● Available data:
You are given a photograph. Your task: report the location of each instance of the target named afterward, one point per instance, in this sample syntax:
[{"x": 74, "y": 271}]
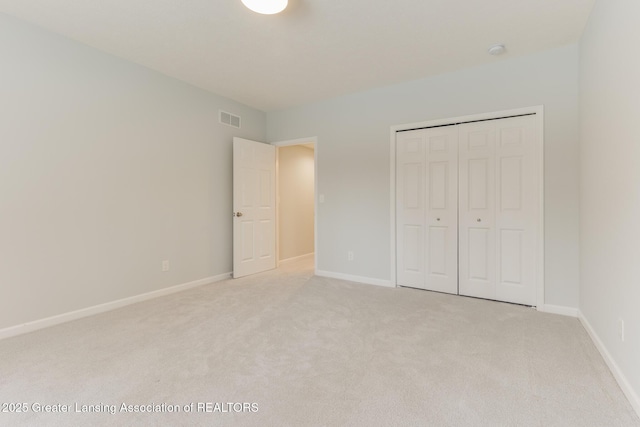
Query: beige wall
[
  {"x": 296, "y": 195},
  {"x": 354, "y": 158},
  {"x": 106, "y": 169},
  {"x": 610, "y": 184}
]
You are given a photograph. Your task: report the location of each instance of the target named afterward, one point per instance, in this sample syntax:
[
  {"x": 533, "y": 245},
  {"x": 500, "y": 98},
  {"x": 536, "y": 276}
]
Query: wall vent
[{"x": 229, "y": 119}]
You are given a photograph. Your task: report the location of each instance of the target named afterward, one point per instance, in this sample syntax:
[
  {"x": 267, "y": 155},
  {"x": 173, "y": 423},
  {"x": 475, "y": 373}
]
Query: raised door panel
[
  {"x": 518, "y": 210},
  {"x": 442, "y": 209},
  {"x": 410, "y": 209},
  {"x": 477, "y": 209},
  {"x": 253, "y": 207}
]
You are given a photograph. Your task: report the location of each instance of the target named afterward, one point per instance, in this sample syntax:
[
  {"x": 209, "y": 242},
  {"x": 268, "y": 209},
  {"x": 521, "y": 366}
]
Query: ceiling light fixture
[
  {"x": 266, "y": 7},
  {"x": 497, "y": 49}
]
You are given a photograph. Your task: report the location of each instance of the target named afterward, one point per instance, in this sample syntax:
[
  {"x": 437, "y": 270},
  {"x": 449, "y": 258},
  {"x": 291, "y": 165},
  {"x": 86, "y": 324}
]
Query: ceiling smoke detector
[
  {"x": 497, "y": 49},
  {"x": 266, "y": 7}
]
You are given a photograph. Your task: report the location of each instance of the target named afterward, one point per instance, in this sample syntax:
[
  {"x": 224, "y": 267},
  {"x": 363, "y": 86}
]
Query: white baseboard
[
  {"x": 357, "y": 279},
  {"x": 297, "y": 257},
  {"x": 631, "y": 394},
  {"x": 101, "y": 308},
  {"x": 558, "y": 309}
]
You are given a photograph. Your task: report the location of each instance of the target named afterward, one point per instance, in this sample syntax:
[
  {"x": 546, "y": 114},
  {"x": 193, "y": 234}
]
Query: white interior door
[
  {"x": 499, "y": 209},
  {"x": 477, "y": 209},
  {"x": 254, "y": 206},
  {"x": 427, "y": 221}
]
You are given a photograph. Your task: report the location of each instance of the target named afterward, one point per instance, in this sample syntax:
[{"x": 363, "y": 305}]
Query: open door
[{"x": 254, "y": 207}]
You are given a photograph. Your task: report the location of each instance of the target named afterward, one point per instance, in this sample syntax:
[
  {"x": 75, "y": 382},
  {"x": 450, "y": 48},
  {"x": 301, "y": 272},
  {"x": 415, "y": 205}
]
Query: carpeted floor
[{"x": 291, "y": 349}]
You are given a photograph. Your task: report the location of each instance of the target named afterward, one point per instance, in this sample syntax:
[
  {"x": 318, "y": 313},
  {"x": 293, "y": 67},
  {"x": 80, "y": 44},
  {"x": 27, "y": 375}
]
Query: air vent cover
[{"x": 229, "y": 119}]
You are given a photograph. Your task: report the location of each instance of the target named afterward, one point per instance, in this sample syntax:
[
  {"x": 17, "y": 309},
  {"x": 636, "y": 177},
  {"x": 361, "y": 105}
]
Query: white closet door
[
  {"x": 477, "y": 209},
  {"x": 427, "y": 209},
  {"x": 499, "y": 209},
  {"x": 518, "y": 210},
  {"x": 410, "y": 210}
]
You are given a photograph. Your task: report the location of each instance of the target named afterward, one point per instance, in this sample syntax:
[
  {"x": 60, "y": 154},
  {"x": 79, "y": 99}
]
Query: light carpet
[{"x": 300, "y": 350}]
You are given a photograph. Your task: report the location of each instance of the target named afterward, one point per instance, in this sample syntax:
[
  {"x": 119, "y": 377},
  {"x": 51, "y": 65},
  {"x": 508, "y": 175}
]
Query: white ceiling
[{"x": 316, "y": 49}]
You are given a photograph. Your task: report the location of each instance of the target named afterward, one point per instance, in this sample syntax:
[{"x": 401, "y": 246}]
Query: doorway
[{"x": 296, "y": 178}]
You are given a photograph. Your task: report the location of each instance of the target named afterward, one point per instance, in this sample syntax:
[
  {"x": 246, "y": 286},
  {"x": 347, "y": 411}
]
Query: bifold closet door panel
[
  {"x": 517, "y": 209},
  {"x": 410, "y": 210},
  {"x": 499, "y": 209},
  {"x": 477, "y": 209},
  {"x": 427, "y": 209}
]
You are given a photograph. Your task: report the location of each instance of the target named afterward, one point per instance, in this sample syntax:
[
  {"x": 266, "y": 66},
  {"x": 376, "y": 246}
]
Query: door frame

● The problem: Could you restate the material word for word, omitting the pictures?

● Solution to the problem:
You are given a photograph. Your task: report the location of each instance of the target named afterward, one point per instance, in this sample syntax:
[{"x": 74, "y": 271}]
Query: beige wall
[
  {"x": 296, "y": 195},
  {"x": 354, "y": 158},
  {"x": 106, "y": 169},
  {"x": 610, "y": 184}
]
You are given a photograph. Your task: report the location of each instance of the target named afterward, one point per instance, in this sample syntax:
[
  {"x": 533, "y": 245},
  {"x": 500, "y": 98},
  {"x": 536, "y": 276}
]
Query: wall vent
[{"x": 229, "y": 119}]
You are given a photograph. Your task: report the location of each instance of the target named afterward, one point per instance, in this sample syntax:
[
  {"x": 267, "y": 155},
  {"x": 173, "y": 423},
  {"x": 475, "y": 373}
]
Query: raised door panel
[
  {"x": 518, "y": 210},
  {"x": 442, "y": 209},
  {"x": 410, "y": 209},
  {"x": 477, "y": 209},
  {"x": 253, "y": 207}
]
You are given a photograph. Your task: report the location of each instance of the target named afterward, one point per instance, in this sample syntax:
[
  {"x": 209, "y": 242},
  {"x": 268, "y": 209},
  {"x": 521, "y": 366}
]
Query: ceiling light fixture
[
  {"x": 266, "y": 7},
  {"x": 497, "y": 49}
]
You are given a photograph. Your task: report the location of each instance of the target named afterward, one point per instance, in this sample syntax:
[
  {"x": 437, "y": 270},
  {"x": 449, "y": 258},
  {"x": 291, "y": 165},
  {"x": 86, "y": 324}
]
Query: ceiling smoke detector
[
  {"x": 497, "y": 49},
  {"x": 266, "y": 7}
]
You are given a photograph. Your task: report the location of each instance of the target named afterward, one point per instance, in this sample syntax:
[
  {"x": 224, "y": 267},
  {"x": 363, "y": 86}
]
Query: white baseboard
[
  {"x": 357, "y": 279},
  {"x": 297, "y": 257},
  {"x": 631, "y": 394},
  {"x": 101, "y": 308},
  {"x": 558, "y": 309}
]
You are given a photograph. Your task: report the location of each instance of the target named afterward, one point per instance, in this sample syntax:
[
  {"x": 546, "y": 114},
  {"x": 193, "y": 234}
]
Query: white interior door
[
  {"x": 499, "y": 209},
  {"x": 477, "y": 209},
  {"x": 254, "y": 206},
  {"x": 427, "y": 221}
]
You are given a photograph. Your task: report the location of each instance of the target named afterward, one point per instance, in this sample syntax:
[{"x": 363, "y": 305}]
Query: open door
[{"x": 254, "y": 207}]
You are given a photograph. Your task: report the location of each instance of the target named afterward, one point per instance, in this sample syntax:
[
  {"x": 75, "y": 382},
  {"x": 450, "y": 48},
  {"x": 301, "y": 272},
  {"x": 415, "y": 205}
]
Query: carpeted floor
[{"x": 291, "y": 349}]
You are given a photograph. Your task: report the location of each instance of the target named afterward, one point per instance, in this sample syntax:
[
  {"x": 318, "y": 313},
  {"x": 293, "y": 67},
  {"x": 80, "y": 44},
  {"x": 27, "y": 375}
]
Query: air vent cover
[{"x": 229, "y": 119}]
You are given a photograph. Your task: report the location of each instance of the target named afterward, one point per instance, in this sample syntax:
[
  {"x": 17, "y": 309},
  {"x": 636, "y": 177},
  {"x": 361, "y": 105}
]
Query: white closet door
[
  {"x": 477, "y": 209},
  {"x": 427, "y": 209},
  {"x": 499, "y": 209},
  {"x": 518, "y": 210},
  {"x": 410, "y": 210}
]
You are given a photograph. Your task: report the location of each instance of the target named afterward, one point per instance, in this sample syntax:
[
  {"x": 60, "y": 154},
  {"x": 79, "y": 99}
]
Query: light carpet
[{"x": 300, "y": 350}]
You are given a photograph. Your task: report the location of each instance of the target named afterward, one point per instance, in this sample syntax:
[
  {"x": 119, "y": 377},
  {"x": 51, "y": 65},
  {"x": 508, "y": 175}
]
Query: white ceiling
[{"x": 316, "y": 49}]
You are given a photograph. Your task: report the location of each instance of the target named afterward, one point per instance, in this sample syntax:
[{"x": 401, "y": 246}]
Query: doorway
[{"x": 296, "y": 178}]
You are given a photograph. Your task: report the location of each instance of the target named afterward, one point per instance, in this sample syntax:
[
  {"x": 246, "y": 286},
  {"x": 347, "y": 411}
]
Query: bifold closet door panel
[
  {"x": 517, "y": 209},
  {"x": 410, "y": 210},
  {"x": 499, "y": 209},
  {"x": 477, "y": 209},
  {"x": 427, "y": 209}
]
You are given a photograph. Your task: report the location of each instance of the target named afterward, one point per instance, in this sample syntax:
[
  {"x": 266, "y": 66},
  {"x": 376, "y": 246}
]
Query: door frame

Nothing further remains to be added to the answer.